Reading text ::
Lutheran theologian (1601-1673)

Justus Gesenius (6 July 1601, Esbeck (near Elze), in the principality of Calenberg – 18 September 1673, Hanover) was a Lutheran theologian of the seventeenth century, known for his catechisms.

==Biography==
Gesenius' father was a preacher at Esbeck. Having received his early education at the Adreanum in Hildesheim, he studied under Georg Calixtus and Conrad Horneius at University of Helmstedt. In 1628 he took his degree of master of philosophy in Jena and was called as pastor to the church of St. Magnus in Brunswick. After seven years there, he was called to Hildesheim, the seat of George, duke of Brunswick and Lunenburg, as court chaplain and preacher in the Collegiate of St. Blaise. After the duke's death in 1641, he and the rest of the consistory moved to Hanover, where Gesenius became chief court chaplain and general superintendent of the principality of Calenberg. Later, in 1665, he was general superintendent of Grubenhagen as well. He received the degree of doctor of divinity in 1643 for the dissertation De igne purgatorio.

What this exercise asks ::
1. Please duplicate the part of the passage on Justus Gesenius between "Justus Gesenius (6" and "for his catechisms.", inclusive.
2. According to the passage on Justus Gesenius, in what year did he receive the degree of doctor of divinity?
You won't need the material for anything here.

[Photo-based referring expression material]
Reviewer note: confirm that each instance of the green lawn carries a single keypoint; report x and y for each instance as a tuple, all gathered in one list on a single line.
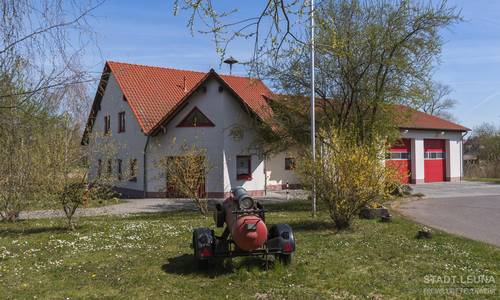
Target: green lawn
[(39, 205), (149, 256), (491, 180)]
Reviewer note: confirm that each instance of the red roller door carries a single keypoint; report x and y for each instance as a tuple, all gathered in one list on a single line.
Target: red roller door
[(399, 157), (434, 160)]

Answers by item number ::
1.
Justus Gesenius (6 July 1601, Esbeck (near Elze), in the principality of Calenberg – 18 September 1673, Hanover) was a Lutheran theologian of the seventeenth century, known for his catechisms.

2. 1643